### Task to carry out
Which lines of the listing below contain the string "door"? Copy each of them.

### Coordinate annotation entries
◆ ◆ ◆ ◆ ◆ ◆ ◆
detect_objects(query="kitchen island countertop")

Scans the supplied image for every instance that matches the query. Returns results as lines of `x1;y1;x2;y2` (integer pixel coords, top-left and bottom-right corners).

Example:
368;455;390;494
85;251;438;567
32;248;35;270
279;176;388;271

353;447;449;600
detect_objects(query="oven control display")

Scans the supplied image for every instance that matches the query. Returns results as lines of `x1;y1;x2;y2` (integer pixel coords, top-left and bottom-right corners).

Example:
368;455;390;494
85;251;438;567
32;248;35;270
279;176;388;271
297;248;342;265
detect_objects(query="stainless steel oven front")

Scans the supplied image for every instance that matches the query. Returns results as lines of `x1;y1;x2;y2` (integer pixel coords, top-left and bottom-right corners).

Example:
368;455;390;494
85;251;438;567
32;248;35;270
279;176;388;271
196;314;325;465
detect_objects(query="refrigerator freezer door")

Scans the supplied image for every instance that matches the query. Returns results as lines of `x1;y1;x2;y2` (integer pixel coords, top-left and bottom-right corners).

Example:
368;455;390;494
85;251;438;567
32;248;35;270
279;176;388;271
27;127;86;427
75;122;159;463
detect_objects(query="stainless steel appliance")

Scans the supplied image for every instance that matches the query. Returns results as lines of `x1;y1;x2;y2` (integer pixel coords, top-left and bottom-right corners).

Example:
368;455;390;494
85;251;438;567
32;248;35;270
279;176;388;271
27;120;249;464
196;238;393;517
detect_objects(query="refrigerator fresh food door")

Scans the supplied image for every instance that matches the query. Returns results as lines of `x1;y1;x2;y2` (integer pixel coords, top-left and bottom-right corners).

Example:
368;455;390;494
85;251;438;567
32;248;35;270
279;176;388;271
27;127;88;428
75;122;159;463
◆ ◆ ◆ ◆ ◆ ◆ ◆
### The result
detect_objects(query="refrigerator freezer door")
detect_objects(query="refrigerator fresh food door")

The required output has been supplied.